**EXERCISE AIM:** Please reproduce every entry below without omitting a single line.
______
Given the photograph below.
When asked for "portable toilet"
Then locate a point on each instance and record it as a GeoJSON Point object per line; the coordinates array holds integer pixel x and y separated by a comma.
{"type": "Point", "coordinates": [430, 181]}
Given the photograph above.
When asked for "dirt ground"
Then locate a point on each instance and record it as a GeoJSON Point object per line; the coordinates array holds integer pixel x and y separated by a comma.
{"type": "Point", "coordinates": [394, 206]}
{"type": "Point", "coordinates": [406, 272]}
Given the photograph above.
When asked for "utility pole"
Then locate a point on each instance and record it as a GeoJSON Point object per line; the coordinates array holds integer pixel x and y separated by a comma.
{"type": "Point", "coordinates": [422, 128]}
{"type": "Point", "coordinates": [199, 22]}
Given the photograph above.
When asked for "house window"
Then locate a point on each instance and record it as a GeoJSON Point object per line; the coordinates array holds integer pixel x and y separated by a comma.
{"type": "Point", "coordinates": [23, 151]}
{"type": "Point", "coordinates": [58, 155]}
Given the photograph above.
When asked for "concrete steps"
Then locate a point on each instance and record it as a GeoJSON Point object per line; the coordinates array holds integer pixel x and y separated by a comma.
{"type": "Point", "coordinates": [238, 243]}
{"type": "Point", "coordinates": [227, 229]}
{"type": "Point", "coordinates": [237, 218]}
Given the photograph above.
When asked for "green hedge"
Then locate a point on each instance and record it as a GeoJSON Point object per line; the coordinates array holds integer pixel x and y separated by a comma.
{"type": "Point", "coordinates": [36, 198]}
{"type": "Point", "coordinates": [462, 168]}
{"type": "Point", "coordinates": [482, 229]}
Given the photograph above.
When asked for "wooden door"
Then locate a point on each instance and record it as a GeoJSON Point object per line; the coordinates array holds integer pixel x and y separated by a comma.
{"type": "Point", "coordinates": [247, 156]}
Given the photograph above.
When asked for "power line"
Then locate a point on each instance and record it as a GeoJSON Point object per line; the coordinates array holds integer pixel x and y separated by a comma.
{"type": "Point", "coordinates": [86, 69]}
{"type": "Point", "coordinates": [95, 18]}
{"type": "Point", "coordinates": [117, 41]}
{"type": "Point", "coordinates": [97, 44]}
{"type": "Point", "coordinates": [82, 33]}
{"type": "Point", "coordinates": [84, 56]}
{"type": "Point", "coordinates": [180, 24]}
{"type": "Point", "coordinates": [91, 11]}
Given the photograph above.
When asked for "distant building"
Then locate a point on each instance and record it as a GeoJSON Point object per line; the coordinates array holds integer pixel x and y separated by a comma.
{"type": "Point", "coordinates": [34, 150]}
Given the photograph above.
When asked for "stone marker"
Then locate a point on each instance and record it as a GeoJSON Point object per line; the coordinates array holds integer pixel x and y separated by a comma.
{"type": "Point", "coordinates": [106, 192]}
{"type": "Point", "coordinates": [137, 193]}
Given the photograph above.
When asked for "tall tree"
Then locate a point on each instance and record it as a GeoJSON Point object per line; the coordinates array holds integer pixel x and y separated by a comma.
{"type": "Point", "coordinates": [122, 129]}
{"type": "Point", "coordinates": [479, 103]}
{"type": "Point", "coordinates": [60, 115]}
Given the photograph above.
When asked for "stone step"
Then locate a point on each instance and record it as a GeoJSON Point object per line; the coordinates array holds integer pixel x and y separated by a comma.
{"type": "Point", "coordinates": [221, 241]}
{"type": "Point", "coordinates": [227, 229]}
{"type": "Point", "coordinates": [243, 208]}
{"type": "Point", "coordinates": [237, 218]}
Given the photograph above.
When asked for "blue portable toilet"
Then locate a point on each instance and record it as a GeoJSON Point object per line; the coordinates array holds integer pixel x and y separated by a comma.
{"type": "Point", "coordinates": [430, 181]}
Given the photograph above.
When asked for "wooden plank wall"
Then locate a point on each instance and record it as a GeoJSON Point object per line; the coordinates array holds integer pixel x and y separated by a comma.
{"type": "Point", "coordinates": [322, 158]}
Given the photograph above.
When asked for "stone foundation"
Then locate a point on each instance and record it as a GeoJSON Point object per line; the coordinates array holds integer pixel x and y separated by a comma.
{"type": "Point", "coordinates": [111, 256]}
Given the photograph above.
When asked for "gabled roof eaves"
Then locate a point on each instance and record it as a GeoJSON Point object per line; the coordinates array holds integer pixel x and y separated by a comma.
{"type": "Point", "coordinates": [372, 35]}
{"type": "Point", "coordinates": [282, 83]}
______
**SOLUTION TO THIS TASK:**
Given the photograph below.
When asked for "portable toilet"
Then locate a point on each instance and record it as a GeoJSON Point object per line; the coordinates array holds integer pixel x and y separated by a comma.
{"type": "Point", "coordinates": [430, 181]}
Given the photograph above.
When asked for "dirt ground"
Then locate a point on each instance and record it as a GeoJSON Point object per line; the coordinates array holds integer pixel x and y separated by a comma.
{"type": "Point", "coordinates": [394, 206]}
{"type": "Point", "coordinates": [406, 272]}
Given the photograph above.
When asked for "utility pole"
Then locate a point on each instance and record it as a GeoJSON Point object per line; the coordinates array holds integer pixel x and y separated by a comma.
{"type": "Point", "coordinates": [422, 128]}
{"type": "Point", "coordinates": [199, 22]}
Given the photograph above.
When asked for "house window"
Then locate a point on each instance and record it as a GeoJSON Point object per line; the coordinates array holds integer pixel x and y separated by a comma.
{"type": "Point", "coordinates": [23, 151]}
{"type": "Point", "coordinates": [58, 155]}
Given the photograph above.
When asked for "concrete steps"
Then locate a point on each instance and record it as a GeoJSON Point object per line; the coordinates array holds integer pixel x and y separated by a comma.
{"type": "Point", "coordinates": [238, 243]}
{"type": "Point", "coordinates": [227, 229]}
{"type": "Point", "coordinates": [237, 218]}
Given the photograph above.
When asked for "green hedge"
Then locate a point on each instance and record it as a GeoJSON Point object per line; the coordinates array holds integer pixel x and y separated by a comma.
{"type": "Point", "coordinates": [36, 198]}
{"type": "Point", "coordinates": [462, 168]}
{"type": "Point", "coordinates": [482, 229]}
Given the photograph above.
When asked for "wooden door"
Then locate a point on each instance and record it as a GeoJSON Point object per line; the coordinates array holds integer pixel x and y separated by a comma.
{"type": "Point", "coordinates": [247, 156]}
Given the photograph above.
When asked for "power line"
Then locate a point on each instance and record it as a GeoJSON Point object per line; the coordinates array holds integer pixel x and y separated by a comma.
{"type": "Point", "coordinates": [86, 69]}
{"type": "Point", "coordinates": [95, 18]}
{"type": "Point", "coordinates": [117, 41]}
{"type": "Point", "coordinates": [97, 44]}
{"type": "Point", "coordinates": [82, 33]}
{"type": "Point", "coordinates": [84, 56]}
{"type": "Point", "coordinates": [180, 24]}
{"type": "Point", "coordinates": [91, 11]}
Given the photograph above.
When asked for "distant building"
Then locate a point on each instance and record it as a GeoJSON Point object per line; the coordinates array holds integer pixel x and y separated by a comma.
{"type": "Point", "coordinates": [34, 150]}
Given the photograph above.
When asked for "stone marker"
Then locate a point on each instance and record it as a GeoJSON Point object per line; the coordinates array holds integer pixel x and y separated by a comma.
{"type": "Point", "coordinates": [106, 192]}
{"type": "Point", "coordinates": [137, 193]}
Given the photograph above.
When asked for "tall tree"
Then locate a point on each instance and record it as a GeoJSON Point object per line; the coordinates array holds integer pixel x and y separated by a comma.
{"type": "Point", "coordinates": [122, 129]}
{"type": "Point", "coordinates": [479, 103]}
{"type": "Point", "coordinates": [60, 115]}
Given the photograph above.
When asked for "stone step"
Then locate a point on each instance and record it as a GeoJSON Point object per line; the coordinates array holds integer pixel x and y separated by a comma.
{"type": "Point", "coordinates": [221, 241]}
{"type": "Point", "coordinates": [227, 229]}
{"type": "Point", "coordinates": [243, 208]}
{"type": "Point", "coordinates": [237, 218]}
Given the photograph above.
When asked for "blue portable toilet"
Then locate a point on each instance and record it as a GeoJSON Point object per line; the coordinates array holds integer pixel x and y separated by a comma.
{"type": "Point", "coordinates": [430, 181]}
Given the photograph above.
When asked for "wooden plank wall"
Then locate a point on each instance and record it as a GeoJSON Point object per line; the coordinates array holds integer pixel x and y separated by a comma.
{"type": "Point", "coordinates": [322, 158]}
Given the photograph above.
When asked for "stone foundation"
Then locate a point on each instance and record it as a GeoJSON Point object per line; the coordinates array holds integer pixel x and y separated by a comma.
{"type": "Point", "coordinates": [111, 256]}
Given the photograph above.
When asked for "gabled roof eaves"
Then locate a point on each instance and record it as a GeoJSON Point object per line; the coordinates array holds integer pixel x and y separated by a comma.
{"type": "Point", "coordinates": [372, 35]}
{"type": "Point", "coordinates": [282, 83]}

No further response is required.